Exercice écrit A
Relevez chaque ligne des entrées où figure la chaîne « glass ». La casse doit être respectée.

+++ Texte

Marie continuait son voyage sans témoigner ni crainte ni pressentiment. Elle traversait les Pays-Bas au bruit des salves d’artillerie, des fanfares et des acclamations, avide de plaisirs et d’honneurs, s’arrêtant pour recevoir les hommages des villes et des provinces. La galanterie espagnole et la bonhomie flamande s’unissaient alors pour lui faire fête, et il semblait, comme l’écrivait son secrétaire Desnoyers, que jusque-là « sa couronne ne fût que de roses. » Les ennuis et les souffrances commencèrent pour elle dans les plaines glacées de la Frise, et surtout dans l’Allemagne du Nord. Depuis près de trente ans, la guerre faisait rage dans cette contrée, laissant partout des traces lugubres de son passage. Les villes désertes, les champs dévastés, les chaumières trouées de boulets, tout rappelait l’invasion des Suédois, dont les partis battaient encore la campagne. En une étape nos voyageurs trouvèrent sur leur chemin vingt cadavres. A mesure que l’on approchait de la Pologne, les endroits habités se faisaient plus rares, les chemins plus pénibles, et il fallut l’arrivée de l’ambassadeur Brégy, venu à la rencontre de la reine, pour relever le moral de nos Français, et leur rendre l’entrain qu’ils témoignaient au départ.

++++++

Exercice écrit B
Répondez brièvement à ces questions sur le texte ci-dessus.
(i) Dans quelles régions les ennuis et les souffrances commencèrent-ils pour Marie ?
(ii) Combien de cadavres les voyageurs trouvèrent-ils sur leur chemin en une étape ?
(iii) Qui vint à la rencontre de la reine ?

+++ Liste

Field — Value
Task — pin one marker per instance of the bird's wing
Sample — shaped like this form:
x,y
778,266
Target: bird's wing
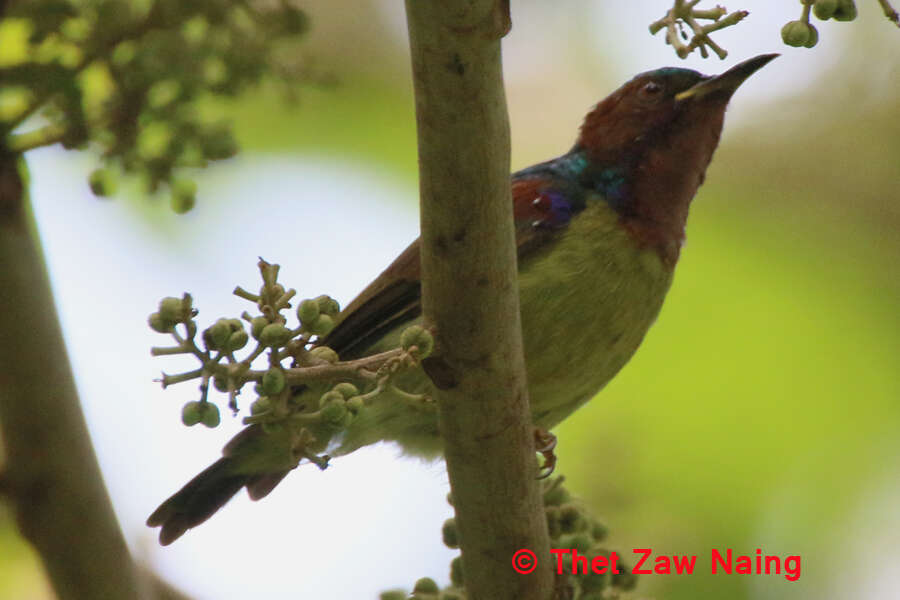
x,y
542,206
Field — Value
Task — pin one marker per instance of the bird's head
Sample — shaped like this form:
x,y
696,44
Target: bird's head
x,y
662,106
646,147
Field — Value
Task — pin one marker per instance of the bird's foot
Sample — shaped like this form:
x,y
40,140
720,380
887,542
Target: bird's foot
x,y
545,443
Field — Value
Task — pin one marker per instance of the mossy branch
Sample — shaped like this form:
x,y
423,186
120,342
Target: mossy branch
x,y
51,476
470,293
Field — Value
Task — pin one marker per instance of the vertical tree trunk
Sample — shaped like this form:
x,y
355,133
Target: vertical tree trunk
x,y
470,293
51,475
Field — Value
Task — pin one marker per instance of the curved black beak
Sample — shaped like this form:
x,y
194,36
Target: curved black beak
x,y
728,81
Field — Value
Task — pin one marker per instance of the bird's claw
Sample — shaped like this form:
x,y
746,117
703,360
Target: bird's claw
x,y
545,443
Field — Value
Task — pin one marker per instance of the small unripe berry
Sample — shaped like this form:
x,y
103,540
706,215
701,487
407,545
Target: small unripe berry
x,y
210,416
795,33
216,335
257,325
274,335
159,325
322,326
417,336
171,310
825,9
813,37
237,340
220,383
273,381
308,312
191,413
846,11
324,353
328,305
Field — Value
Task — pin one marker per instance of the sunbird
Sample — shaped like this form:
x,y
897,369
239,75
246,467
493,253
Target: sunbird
x,y
599,231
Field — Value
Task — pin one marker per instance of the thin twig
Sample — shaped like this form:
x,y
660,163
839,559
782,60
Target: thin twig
x,y
684,13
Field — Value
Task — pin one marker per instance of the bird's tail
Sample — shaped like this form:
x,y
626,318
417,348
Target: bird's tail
x,y
205,494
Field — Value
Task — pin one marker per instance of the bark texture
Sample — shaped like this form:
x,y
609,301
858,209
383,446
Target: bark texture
x,y
470,293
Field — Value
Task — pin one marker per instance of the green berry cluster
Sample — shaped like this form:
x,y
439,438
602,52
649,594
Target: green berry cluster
x,y
316,396
570,525
135,78
802,33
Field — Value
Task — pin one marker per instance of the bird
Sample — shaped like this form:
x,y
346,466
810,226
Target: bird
x,y
599,231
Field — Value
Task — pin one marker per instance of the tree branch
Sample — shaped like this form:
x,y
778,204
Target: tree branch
x,y
470,293
51,474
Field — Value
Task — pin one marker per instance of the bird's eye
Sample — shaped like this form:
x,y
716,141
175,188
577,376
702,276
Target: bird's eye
x,y
651,89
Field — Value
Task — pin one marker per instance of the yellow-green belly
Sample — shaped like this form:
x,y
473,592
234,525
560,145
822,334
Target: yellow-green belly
x,y
586,304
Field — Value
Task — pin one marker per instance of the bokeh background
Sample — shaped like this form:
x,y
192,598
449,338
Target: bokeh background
x,y
762,411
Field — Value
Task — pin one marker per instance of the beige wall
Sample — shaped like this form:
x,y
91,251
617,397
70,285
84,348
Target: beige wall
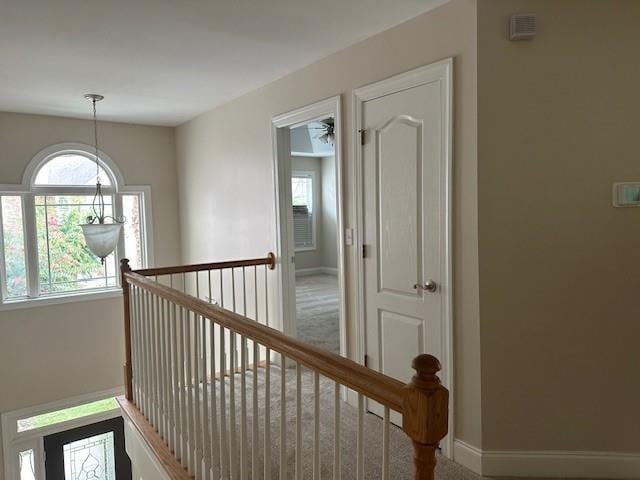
x,y
56,352
226,177
558,124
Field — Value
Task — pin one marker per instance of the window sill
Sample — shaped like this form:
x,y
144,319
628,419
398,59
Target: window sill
x,y
59,299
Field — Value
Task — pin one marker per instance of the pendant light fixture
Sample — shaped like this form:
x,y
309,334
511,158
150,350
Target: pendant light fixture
x,y
100,237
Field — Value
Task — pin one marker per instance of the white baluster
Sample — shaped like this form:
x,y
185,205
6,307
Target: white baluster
x,y
224,440
161,367
206,442
299,445
182,397
266,298
385,444
189,385
337,464
215,436
255,441
175,402
196,394
360,439
235,465
267,414
255,291
135,351
154,363
244,464
316,426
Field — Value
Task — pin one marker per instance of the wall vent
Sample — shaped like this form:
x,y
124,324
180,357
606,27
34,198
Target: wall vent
x,y
523,27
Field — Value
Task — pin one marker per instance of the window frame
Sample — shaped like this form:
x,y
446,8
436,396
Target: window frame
x,y
311,174
27,191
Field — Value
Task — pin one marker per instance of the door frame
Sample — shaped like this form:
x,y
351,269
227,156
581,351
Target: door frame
x,y
285,249
441,71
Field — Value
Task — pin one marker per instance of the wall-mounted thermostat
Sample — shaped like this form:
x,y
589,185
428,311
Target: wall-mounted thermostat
x,y
523,26
626,194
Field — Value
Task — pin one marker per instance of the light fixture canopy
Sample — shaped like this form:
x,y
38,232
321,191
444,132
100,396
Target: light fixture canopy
x,y
101,238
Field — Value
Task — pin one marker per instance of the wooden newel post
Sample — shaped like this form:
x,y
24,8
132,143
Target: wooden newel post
x,y
128,372
425,414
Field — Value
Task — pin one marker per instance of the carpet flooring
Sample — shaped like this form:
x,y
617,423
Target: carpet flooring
x,y
317,311
401,450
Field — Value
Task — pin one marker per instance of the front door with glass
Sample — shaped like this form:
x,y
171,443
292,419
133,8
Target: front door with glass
x,y
93,451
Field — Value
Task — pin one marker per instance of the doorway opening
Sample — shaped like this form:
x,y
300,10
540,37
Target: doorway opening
x,y
310,225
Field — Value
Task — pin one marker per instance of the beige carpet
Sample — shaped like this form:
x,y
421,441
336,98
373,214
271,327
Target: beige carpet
x,y
401,450
317,311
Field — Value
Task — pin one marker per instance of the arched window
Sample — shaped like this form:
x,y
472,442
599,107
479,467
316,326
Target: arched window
x,y
43,252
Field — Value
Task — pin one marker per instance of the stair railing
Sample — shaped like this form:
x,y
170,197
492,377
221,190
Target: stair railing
x,y
189,338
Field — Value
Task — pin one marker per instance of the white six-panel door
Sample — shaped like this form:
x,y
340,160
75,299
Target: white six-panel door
x,y
405,214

++++++

Réponse écrite A
Task — pin one marker per instance of the front door with glass
Target: front door with glass

Réponse écrite B
(i) Dans les plaines glacées de la Frise, et surtout dans l'Allemagne du Nord.
(ii) Vingt.
(iii) L'ambassadeur Brégy.